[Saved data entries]
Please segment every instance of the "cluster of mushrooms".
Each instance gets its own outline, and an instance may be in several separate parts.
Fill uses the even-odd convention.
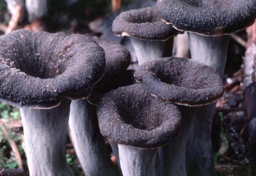
[[[241,1],[158,0],[121,13],[113,31],[130,37],[136,70],[127,70],[127,49],[100,38],[1,36],[0,101],[20,108],[30,175],[73,175],[68,126],[86,175],[214,175],[211,127],[225,92],[228,35],[256,16],[256,0]],[[192,59],[171,57],[173,37],[184,31]]]

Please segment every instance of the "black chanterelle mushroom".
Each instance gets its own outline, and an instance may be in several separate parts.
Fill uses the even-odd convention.
[[[221,76],[229,34],[249,26],[256,17],[255,0],[158,0],[157,6],[163,20],[189,32],[192,59],[216,69]],[[215,174],[211,141],[215,106],[198,111],[190,133],[187,167],[190,175]]]
[[[64,144],[70,99],[103,76],[103,49],[86,37],[17,30],[0,37],[0,101],[19,107],[30,175],[73,175]]]
[[[170,141],[180,127],[177,106],[151,96],[142,84],[106,94],[97,107],[101,132],[118,143],[124,176],[156,176],[159,147]]]
[[[162,21],[155,6],[122,13],[112,30],[115,35],[130,37],[139,65],[171,56],[173,37],[182,33]]]
[[[179,58],[159,58],[144,64],[134,76],[152,95],[180,105],[180,128],[174,140],[162,148],[163,175],[186,175],[188,132],[199,107],[216,101],[223,95],[225,87],[221,78],[212,68]]]
[[[103,48],[106,56],[104,75],[93,86],[92,92],[94,92],[94,95],[89,96],[92,97],[90,100],[92,99],[94,105],[97,105],[99,99],[103,95],[95,95],[95,92],[100,93],[95,89],[107,90],[110,82],[110,85],[115,86],[115,88],[121,86],[117,80],[124,79],[121,77],[130,65],[131,57],[129,51],[120,44],[96,37],[93,38]],[[69,125],[76,153],[85,174],[117,175],[118,172],[111,164],[104,139],[100,132],[96,107],[90,105],[87,100],[72,101]]]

> **What you need to do**:
Each record must be quoted in full and exactly. Do not include the pictures.

> **Finished exercise**:
Please segment every instance of the "cluster of mushrooms".
Each instance gets its own outline, and an instance may be in several separate parts.
Fill uses the even-odd convention.
[[[241,1],[158,0],[121,13],[113,31],[130,37],[136,70],[127,70],[127,49],[100,38],[1,36],[0,101],[20,108],[30,175],[73,175],[68,126],[86,175],[214,175],[211,127],[225,92],[228,35],[256,16],[256,0]],[[192,59],[171,57],[173,37],[184,31]]]

Please segment every instance of the "black chanterelle mushroom".
Each instance gets its own outline, and an instance may be in several separate parts.
Fill uses the even-odd convention.
[[[221,76],[229,34],[249,26],[256,17],[255,0],[158,0],[157,6],[163,20],[189,32],[192,59],[216,69]],[[215,174],[211,141],[215,106],[198,111],[190,133],[187,167],[190,175]]]
[[[64,144],[70,99],[103,76],[103,49],[86,37],[17,30],[0,37],[0,101],[19,107],[30,175],[73,175]]]
[[[170,141],[180,127],[177,106],[151,96],[142,84],[106,94],[97,107],[101,132],[118,143],[124,176],[156,176],[159,147]]]
[[[162,21],[155,6],[122,13],[112,30],[115,35],[130,37],[139,65],[171,56],[173,37],[182,33]]]
[[[179,58],[159,58],[144,64],[134,76],[152,95],[180,105],[180,128],[174,140],[162,148],[163,175],[186,175],[188,132],[199,107],[216,101],[223,95],[225,87],[221,78],[212,68]]]
[[[103,48],[106,56],[104,75],[93,86],[92,92],[94,92],[94,95],[89,96],[92,97],[90,100],[92,99],[94,105],[97,105],[99,99],[103,95],[95,95],[95,92],[100,93],[95,89],[107,90],[110,82],[110,85],[115,86],[115,88],[121,86],[117,80],[124,79],[121,77],[130,65],[131,57],[129,51],[120,44],[96,37],[93,38]],[[69,125],[76,153],[85,174],[117,175],[118,172],[111,164],[104,139],[100,132],[96,107],[90,105],[87,100],[72,101]]]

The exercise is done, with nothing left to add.